If Gothika ends up getting remembered for anything, it’ll be as a pivotal moment in Robert Downey Jr.’s career, when the troubled hellraiser finally put his personal demons in the past, knuckled down and swiftly became one of the biggest movie stars of the modern era. After all, while it’s certainly an underrated film, there’s still not a great deal about Matthieu Keassovitz’s psychological chiller that sticks in the memory after you’ve seen it.
Halle Berry continued her trawl through B-level genre films that characterized the years immediately following her Academy Award win for Best Actress, playing a psychiatrist who wakes up in the mental hospital she runs with no memory of how she got there. Because this is an atmospheric thriller we’re talking about, there’s obviously a catch, and Gothika hinges on Berry’s Dr. Miranda Grey having to unravel the mystery surrounding her while also trying to prove that she’s not responsible for the murder of her husband.
Suffice it to say, the plot twists and turns into some pretty implausible and increasingly credibility-stretching directions, and a lot of people may have checked out long before the ludicrous third act comes along and almost derails the entire thing, but for those who enjoy their horrors to be as ridiculous and undemanding as possible, there’s certainly some enjoyment to be wrought from Gothika and if you’re looking for a couple hours of thrills and a few solid scares, you can certainly do much worse.

──────────────────────────────

▸ Exercise instructions
[a] Using the Gothika review, answer these:
(i) In whose career does the review call Gothika a pivotal moment?
(ii) What is the profession of Halle Berry's character?
(iii) Which part of the film does the review call "ludicrous"?
[b] Based on the Gothika review, do these statements agree with it? Answer yes or no for each and quote the words that decide it.
(i) The review calls Gothika an overrated film.
(ii) Berry's character wakes up in the mental hospital without knowing how she got there.
(iii) Dr. Miranda Grey must prove she is not responsible for her husband's murder.
[c] Rewrite the part of the Gothika review starting at "Halle Berry continued" and ending at "of her husband.", with "psychiatrist" changed to "psychologist".

──────────────────────────────

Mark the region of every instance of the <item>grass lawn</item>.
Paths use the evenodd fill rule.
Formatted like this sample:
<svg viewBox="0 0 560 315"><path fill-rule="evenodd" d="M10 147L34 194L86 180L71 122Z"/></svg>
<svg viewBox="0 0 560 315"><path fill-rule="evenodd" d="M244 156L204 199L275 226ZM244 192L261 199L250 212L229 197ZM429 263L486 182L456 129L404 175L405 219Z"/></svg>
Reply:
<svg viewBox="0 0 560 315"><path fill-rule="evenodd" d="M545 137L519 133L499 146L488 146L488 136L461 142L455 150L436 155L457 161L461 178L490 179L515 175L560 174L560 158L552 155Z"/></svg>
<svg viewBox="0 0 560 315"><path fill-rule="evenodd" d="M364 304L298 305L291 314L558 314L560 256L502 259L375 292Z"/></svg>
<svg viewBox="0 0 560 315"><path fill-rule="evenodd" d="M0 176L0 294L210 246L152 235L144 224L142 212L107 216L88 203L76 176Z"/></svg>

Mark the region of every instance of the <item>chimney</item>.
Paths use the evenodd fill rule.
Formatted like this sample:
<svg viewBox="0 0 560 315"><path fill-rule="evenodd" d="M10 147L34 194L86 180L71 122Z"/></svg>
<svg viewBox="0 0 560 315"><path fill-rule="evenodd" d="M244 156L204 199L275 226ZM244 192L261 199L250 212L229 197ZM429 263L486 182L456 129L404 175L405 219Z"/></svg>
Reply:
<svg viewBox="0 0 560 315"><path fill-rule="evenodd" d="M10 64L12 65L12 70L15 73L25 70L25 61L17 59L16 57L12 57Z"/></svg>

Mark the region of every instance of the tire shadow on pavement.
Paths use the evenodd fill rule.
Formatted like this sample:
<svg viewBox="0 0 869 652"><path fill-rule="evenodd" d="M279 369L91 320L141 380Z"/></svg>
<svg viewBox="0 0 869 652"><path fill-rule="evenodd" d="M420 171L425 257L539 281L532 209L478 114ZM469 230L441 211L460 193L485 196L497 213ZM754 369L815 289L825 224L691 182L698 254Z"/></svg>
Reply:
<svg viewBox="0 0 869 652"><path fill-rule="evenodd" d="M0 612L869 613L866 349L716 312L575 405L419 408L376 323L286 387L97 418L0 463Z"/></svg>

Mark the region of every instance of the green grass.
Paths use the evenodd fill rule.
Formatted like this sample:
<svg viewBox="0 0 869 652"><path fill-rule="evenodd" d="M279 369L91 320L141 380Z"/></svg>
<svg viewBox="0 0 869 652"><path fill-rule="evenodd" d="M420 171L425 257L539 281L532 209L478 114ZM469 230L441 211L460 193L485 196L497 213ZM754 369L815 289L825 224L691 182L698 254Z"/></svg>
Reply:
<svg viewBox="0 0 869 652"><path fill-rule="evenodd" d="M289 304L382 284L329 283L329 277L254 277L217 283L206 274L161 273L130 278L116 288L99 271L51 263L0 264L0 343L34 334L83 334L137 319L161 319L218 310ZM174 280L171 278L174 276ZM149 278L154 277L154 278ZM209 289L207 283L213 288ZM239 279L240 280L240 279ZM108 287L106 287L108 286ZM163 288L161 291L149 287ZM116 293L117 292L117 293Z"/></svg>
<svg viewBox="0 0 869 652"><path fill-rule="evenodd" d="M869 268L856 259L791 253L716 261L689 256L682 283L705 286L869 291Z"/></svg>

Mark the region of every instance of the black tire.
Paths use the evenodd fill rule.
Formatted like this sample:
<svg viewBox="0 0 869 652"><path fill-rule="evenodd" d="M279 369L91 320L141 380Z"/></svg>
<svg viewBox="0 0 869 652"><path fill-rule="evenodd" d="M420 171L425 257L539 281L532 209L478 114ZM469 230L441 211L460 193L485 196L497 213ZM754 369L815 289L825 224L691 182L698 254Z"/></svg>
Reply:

──────────────────────────────

▸ Written responses
[a]
(i) Robert Downey Jr.'s
(ii) A psychiatrist
(iii) The third act

[b]
(i) No: "it’s certainly an underrated film"
(ii) Yes: "wakes up in the mental hospital she runs with no memory of how she got there"
(iii) Yes: "trying to prove that she’s not responsible for the murder of her husband"

[c]
Halle Berry continued her trawl through B-level genre films that characterized the years immediately following her Academy Award win for Best Actress, playing a psychologist who wakes up in the mental hospital she runs with no memory of how she got there. Because this is an atmospheric thriller we’re talking about, there’s obviously a catch, and Gothika hinges on Berry’s Dr. Miranda Grey having to unravel the mystery surrounding her while also trying to prove that she’s not responsible for the murder of her husband.